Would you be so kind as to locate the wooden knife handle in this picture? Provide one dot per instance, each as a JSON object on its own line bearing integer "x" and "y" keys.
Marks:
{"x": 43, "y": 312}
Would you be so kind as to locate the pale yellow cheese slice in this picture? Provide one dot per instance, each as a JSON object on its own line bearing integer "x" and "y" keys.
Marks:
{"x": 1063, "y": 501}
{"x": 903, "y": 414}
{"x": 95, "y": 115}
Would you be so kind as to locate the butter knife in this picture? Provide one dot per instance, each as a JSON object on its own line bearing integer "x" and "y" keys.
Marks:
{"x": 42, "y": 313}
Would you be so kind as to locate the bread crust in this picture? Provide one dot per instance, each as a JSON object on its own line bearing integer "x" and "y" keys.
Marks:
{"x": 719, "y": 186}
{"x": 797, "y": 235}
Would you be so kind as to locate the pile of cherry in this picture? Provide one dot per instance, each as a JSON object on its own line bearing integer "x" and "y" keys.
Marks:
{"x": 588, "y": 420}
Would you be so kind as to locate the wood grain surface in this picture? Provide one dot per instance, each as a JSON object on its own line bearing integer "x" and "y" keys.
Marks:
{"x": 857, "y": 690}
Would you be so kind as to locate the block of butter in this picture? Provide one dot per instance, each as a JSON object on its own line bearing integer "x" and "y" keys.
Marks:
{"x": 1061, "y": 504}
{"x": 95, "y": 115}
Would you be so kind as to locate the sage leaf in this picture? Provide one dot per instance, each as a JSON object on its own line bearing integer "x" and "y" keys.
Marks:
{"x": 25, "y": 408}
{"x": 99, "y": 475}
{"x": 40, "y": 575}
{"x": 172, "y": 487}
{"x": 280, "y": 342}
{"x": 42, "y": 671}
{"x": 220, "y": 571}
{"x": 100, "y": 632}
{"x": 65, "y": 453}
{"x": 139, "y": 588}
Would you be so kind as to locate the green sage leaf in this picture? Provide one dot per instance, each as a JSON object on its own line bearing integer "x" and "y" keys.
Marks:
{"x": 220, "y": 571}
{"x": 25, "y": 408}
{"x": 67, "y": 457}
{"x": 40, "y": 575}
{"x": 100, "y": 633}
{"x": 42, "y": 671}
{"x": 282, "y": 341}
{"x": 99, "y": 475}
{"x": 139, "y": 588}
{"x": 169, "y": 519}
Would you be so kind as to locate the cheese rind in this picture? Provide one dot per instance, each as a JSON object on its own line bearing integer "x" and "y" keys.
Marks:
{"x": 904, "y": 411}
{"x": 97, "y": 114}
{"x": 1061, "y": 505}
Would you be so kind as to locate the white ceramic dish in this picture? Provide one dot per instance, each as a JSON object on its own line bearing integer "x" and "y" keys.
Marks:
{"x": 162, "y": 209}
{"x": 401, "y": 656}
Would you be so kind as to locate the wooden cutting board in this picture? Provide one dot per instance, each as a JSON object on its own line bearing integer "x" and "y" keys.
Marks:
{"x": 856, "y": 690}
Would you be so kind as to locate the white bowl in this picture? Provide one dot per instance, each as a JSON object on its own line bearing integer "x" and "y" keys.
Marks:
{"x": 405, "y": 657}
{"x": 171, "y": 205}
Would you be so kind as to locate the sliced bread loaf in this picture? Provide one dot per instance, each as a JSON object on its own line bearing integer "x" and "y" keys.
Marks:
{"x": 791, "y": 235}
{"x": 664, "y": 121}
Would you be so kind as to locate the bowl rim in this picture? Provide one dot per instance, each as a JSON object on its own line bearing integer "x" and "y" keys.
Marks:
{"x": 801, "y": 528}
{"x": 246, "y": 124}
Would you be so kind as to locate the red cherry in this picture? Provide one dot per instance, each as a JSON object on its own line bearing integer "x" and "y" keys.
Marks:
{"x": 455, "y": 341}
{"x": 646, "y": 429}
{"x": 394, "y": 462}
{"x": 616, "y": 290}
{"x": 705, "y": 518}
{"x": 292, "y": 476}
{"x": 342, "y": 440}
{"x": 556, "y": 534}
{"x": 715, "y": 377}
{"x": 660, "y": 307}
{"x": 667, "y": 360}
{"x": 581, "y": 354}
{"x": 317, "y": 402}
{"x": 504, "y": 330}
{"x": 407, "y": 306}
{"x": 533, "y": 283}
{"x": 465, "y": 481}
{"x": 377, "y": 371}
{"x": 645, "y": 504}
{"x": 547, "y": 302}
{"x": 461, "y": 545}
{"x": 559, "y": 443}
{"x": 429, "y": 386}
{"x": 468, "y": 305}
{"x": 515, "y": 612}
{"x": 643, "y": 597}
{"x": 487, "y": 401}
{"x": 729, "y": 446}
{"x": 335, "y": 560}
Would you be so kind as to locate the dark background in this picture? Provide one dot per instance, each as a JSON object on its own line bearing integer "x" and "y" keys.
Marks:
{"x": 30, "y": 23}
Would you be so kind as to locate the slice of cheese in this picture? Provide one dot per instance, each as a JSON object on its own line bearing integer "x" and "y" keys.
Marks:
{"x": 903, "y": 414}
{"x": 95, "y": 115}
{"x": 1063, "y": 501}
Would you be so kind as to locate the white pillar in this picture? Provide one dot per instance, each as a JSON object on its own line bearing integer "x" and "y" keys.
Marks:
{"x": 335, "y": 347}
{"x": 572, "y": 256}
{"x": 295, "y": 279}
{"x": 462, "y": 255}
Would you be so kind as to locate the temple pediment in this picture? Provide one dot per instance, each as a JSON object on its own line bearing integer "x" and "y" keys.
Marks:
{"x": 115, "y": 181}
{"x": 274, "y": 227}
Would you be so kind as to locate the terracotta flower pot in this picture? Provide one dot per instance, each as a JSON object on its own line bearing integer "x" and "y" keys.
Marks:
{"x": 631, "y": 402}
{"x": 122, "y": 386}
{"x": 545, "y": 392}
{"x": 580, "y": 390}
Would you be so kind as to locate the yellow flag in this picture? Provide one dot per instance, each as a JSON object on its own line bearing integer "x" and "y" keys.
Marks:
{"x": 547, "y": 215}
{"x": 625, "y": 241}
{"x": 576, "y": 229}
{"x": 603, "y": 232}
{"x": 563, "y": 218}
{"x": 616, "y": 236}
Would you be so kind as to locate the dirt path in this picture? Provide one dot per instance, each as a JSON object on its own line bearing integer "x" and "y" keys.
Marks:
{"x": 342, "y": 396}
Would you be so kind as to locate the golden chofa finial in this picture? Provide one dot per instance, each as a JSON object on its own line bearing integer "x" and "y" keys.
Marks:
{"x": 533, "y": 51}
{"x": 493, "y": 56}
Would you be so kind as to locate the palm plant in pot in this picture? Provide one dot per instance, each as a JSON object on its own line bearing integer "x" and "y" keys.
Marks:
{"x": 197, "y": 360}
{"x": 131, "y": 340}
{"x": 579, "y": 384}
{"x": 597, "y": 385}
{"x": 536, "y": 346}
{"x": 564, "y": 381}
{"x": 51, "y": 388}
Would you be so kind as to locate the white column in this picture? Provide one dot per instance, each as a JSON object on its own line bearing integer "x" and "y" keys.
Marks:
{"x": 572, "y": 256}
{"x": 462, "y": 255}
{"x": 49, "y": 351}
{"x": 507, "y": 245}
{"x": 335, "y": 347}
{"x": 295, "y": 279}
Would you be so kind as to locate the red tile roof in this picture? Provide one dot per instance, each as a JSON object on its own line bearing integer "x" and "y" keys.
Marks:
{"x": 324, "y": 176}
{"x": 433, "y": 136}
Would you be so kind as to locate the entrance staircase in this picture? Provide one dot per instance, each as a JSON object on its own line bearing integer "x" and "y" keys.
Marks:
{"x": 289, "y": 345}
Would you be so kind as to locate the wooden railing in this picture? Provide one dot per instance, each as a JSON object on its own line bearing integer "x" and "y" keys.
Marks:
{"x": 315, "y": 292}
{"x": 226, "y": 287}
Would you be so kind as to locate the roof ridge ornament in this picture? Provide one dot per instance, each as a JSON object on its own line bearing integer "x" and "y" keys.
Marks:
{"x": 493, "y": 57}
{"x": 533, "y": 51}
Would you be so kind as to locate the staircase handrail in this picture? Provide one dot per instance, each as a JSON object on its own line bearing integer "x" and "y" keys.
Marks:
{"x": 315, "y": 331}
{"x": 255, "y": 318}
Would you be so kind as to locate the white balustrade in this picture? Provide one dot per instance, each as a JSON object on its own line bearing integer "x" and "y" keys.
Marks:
= = = =
DESCRIPTION OF THE TASK – Read through the records above and copy the lines that contain "white".

YOUR RESPONSE –
Would you be so kind as to locate the white ceramic dish in this picture? Provide one dot per instance, each as a JSON object on its own line bearing integer "x" and "y" keys.
Would you be so kind as to locate the white bowl in this picture? Provide one dot per instance, each as a JSON object on its own line bearing integer "x" and "y" keys.
Would you be so kind as to locate the white pillar in this picture? Provide one dot per instance, each as a JSON object on its own line bearing integer "x" and "y" keys.
Would you be so kind as to locate the white column in this picture? Provide one dot per instance, each as a JSON object on its own line bearing integer "x" and "y" keys.
Would you be so kind as to locate the white balustrade in this picture? Provide one dot per instance, each as a JSON object on its own line bearing integer "x" and "y" keys.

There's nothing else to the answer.